--- Information provided Enclosed Below ---
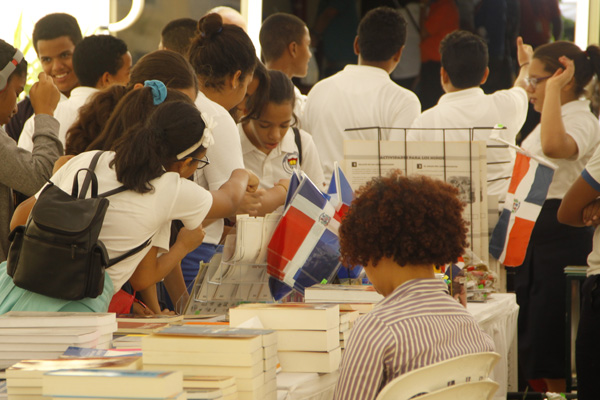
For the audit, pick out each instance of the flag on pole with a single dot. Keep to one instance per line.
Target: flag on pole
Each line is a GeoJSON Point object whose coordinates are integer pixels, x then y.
{"type": "Point", "coordinates": [304, 248]}
{"type": "Point", "coordinates": [527, 192]}
{"type": "Point", "coordinates": [341, 196]}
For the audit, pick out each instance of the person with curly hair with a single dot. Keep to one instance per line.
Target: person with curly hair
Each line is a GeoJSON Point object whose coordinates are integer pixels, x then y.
{"type": "Point", "coordinates": [398, 228]}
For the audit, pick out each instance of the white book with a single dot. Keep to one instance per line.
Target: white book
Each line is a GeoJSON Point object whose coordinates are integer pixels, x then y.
{"type": "Point", "coordinates": [300, 316]}
{"type": "Point", "coordinates": [308, 340]}
{"type": "Point", "coordinates": [203, 358]}
{"type": "Point", "coordinates": [27, 319]}
{"type": "Point", "coordinates": [304, 361]}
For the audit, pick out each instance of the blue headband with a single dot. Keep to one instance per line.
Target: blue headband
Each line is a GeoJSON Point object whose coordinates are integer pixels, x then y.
{"type": "Point", "coordinates": [159, 91]}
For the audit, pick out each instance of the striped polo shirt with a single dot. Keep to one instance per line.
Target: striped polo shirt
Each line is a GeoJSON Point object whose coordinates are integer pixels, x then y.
{"type": "Point", "coordinates": [418, 324]}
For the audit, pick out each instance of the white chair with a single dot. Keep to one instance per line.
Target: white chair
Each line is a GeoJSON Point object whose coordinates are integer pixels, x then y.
{"type": "Point", "coordinates": [459, 370]}
{"type": "Point", "coordinates": [482, 390]}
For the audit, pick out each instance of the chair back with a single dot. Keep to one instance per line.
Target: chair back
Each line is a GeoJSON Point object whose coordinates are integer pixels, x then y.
{"type": "Point", "coordinates": [463, 369]}
{"type": "Point", "coordinates": [482, 390]}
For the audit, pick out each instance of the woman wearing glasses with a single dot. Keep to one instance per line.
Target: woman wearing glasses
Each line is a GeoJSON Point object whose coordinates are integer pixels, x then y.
{"type": "Point", "coordinates": [568, 135]}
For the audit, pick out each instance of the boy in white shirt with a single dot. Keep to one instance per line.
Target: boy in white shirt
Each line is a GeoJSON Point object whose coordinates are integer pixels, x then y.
{"type": "Point", "coordinates": [465, 105]}
{"type": "Point", "coordinates": [285, 46]}
{"type": "Point", "coordinates": [98, 61]}
{"type": "Point", "coordinates": [362, 95]}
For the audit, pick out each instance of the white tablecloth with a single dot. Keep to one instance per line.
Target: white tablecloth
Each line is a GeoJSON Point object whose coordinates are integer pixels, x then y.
{"type": "Point", "coordinates": [498, 318]}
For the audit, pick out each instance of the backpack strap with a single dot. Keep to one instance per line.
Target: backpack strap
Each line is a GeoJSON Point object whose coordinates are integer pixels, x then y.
{"type": "Point", "coordinates": [298, 141]}
{"type": "Point", "coordinates": [131, 252]}
{"type": "Point", "coordinates": [90, 176]}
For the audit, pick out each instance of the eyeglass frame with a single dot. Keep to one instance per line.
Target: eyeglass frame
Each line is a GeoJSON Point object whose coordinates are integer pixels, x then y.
{"type": "Point", "coordinates": [201, 162]}
{"type": "Point", "coordinates": [533, 82]}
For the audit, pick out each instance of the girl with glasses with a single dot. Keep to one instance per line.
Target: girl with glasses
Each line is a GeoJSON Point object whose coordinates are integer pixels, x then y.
{"type": "Point", "coordinates": [568, 135]}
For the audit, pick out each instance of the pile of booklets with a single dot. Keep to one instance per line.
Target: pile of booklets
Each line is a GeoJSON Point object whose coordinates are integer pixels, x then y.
{"type": "Point", "coordinates": [46, 335]}
{"type": "Point", "coordinates": [307, 334]}
{"type": "Point", "coordinates": [248, 355]}
{"type": "Point", "coordinates": [24, 379]}
{"type": "Point", "coordinates": [111, 384]}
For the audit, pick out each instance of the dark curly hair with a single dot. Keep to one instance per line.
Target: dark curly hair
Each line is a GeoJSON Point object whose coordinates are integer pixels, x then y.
{"type": "Point", "coordinates": [412, 220]}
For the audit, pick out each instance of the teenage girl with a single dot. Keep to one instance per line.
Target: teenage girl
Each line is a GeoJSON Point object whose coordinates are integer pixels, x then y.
{"type": "Point", "coordinates": [568, 134]}
{"type": "Point", "coordinates": [152, 160]}
{"type": "Point", "coordinates": [224, 59]}
{"type": "Point", "coordinates": [272, 148]}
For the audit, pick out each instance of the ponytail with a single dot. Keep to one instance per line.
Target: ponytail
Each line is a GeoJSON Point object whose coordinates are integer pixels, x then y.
{"type": "Point", "coordinates": [92, 118]}
{"type": "Point", "coordinates": [145, 150]}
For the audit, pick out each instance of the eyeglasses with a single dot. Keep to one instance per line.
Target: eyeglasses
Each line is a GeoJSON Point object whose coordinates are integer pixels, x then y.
{"type": "Point", "coordinates": [202, 162]}
{"type": "Point", "coordinates": [534, 81]}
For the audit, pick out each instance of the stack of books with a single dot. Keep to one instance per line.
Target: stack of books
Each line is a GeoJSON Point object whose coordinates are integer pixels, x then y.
{"type": "Point", "coordinates": [24, 379]}
{"type": "Point", "coordinates": [109, 384]}
{"type": "Point", "coordinates": [46, 335]}
{"type": "Point", "coordinates": [307, 334]}
{"type": "Point", "coordinates": [245, 354]}
{"type": "Point", "coordinates": [359, 298]}
{"type": "Point", "coordinates": [347, 319]}
{"type": "Point", "coordinates": [210, 387]}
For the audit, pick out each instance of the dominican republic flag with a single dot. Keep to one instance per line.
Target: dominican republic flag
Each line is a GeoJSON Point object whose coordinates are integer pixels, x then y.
{"type": "Point", "coordinates": [527, 192]}
{"type": "Point", "coordinates": [341, 195]}
{"type": "Point", "coordinates": [304, 248]}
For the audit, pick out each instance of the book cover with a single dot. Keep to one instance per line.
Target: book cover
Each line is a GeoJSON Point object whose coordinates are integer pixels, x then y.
{"type": "Point", "coordinates": [288, 316]}
{"type": "Point", "coordinates": [36, 319]}
{"type": "Point", "coordinates": [112, 383]}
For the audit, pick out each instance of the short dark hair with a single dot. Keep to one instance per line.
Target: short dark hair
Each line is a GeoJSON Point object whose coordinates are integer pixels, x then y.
{"type": "Point", "coordinates": [7, 52]}
{"type": "Point", "coordinates": [56, 25]}
{"type": "Point", "coordinates": [219, 50]}
{"type": "Point", "coordinates": [177, 35]}
{"type": "Point", "coordinates": [277, 32]}
{"type": "Point", "coordinates": [381, 33]}
{"type": "Point", "coordinates": [587, 64]}
{"type": "Point", "coordinates": [412, 220]}
{"type": "Point", "coordinates": [465, 58]}
{"type": "Point", "coordinates": [95, 55]}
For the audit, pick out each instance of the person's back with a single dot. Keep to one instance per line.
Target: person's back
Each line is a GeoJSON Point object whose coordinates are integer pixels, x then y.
{"type": "Point", "coordinates": [464, 68]}
{"type": "Point", "coordinates": [362, 95]}
{"type": "Point", "coordinates": [54, 39]}
{"type": "Point", "coordinates": [417, 323]}
{"type": "Point", "coordinates": [98, 61]}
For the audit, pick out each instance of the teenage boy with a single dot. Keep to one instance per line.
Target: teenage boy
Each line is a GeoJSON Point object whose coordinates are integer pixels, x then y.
{"type": "Point", "coordinates": [465, 105]}
{"type": "Point", "coordinates": [362, 95]}
{"type": "Point", "coordinates": [99, 62]}
{"type": "Point", "coordinates": [177, 35]}
{"type": "Point", "coordinates": [285, 46]}
{"type": "Point", "coordinates": [22, 170]}
{"type": "Point", "coordinates": [54, 39]}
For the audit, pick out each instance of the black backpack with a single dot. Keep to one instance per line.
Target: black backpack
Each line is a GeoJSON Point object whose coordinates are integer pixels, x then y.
{"type": "Point", "coordinates": [58, 253]}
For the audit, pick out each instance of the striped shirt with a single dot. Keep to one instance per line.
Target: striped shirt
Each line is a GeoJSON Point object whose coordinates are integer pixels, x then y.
{"type": "Point", "coordinates": [418, 324]}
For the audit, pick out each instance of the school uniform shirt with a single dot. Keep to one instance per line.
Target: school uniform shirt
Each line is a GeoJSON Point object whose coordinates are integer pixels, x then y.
{"type": "Point", "coordinates": [418, 324]}
{"type": "Point", "coordinates": [133, 218]}
{"type": "Point", "coordinates": [282, 160]}
{"type": "Point", "coordinates": [584, 128]}
{"type": "Point", "coordinates": [470, 108]}
{"type": "Point", "coordinates": [358, 96]}
{"type": "Point", "coordinates": [66, 113]}
{"type": "Point", "coordinates": [224, 155]}
{"type": "Point", "coordinates": [591, 174]}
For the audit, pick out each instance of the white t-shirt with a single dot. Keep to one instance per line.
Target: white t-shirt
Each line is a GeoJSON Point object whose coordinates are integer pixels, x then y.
--- End of Enclosed Information provided ---
**Problem description**
Go to the line with "For the audit, pick out each instance of the boy" in the entries above and repeat every line from there through the line with "Target: white tablecloth", exactly and with no other text.

**Answer box**
For the audit, pick out each instance of the boy in white shirt with a single dot. Keep to one instance per line.
Target: boy in white shirt
Each line is a GeoJSON Point object whose coordinates are integer pixels, x then y.
{"type": "Point", "coordinates": [465, 105]}
{"type": "Point", "coordinates": [285, 46]}
{"type": "Point", "coordinates": [98, 61]}
{"type": "Point", "coordinates": [362, 95]}
For the audit, pick out each instance of the white tablecloth with a single dot. Keep to one instance per line.
Target: white tablecloth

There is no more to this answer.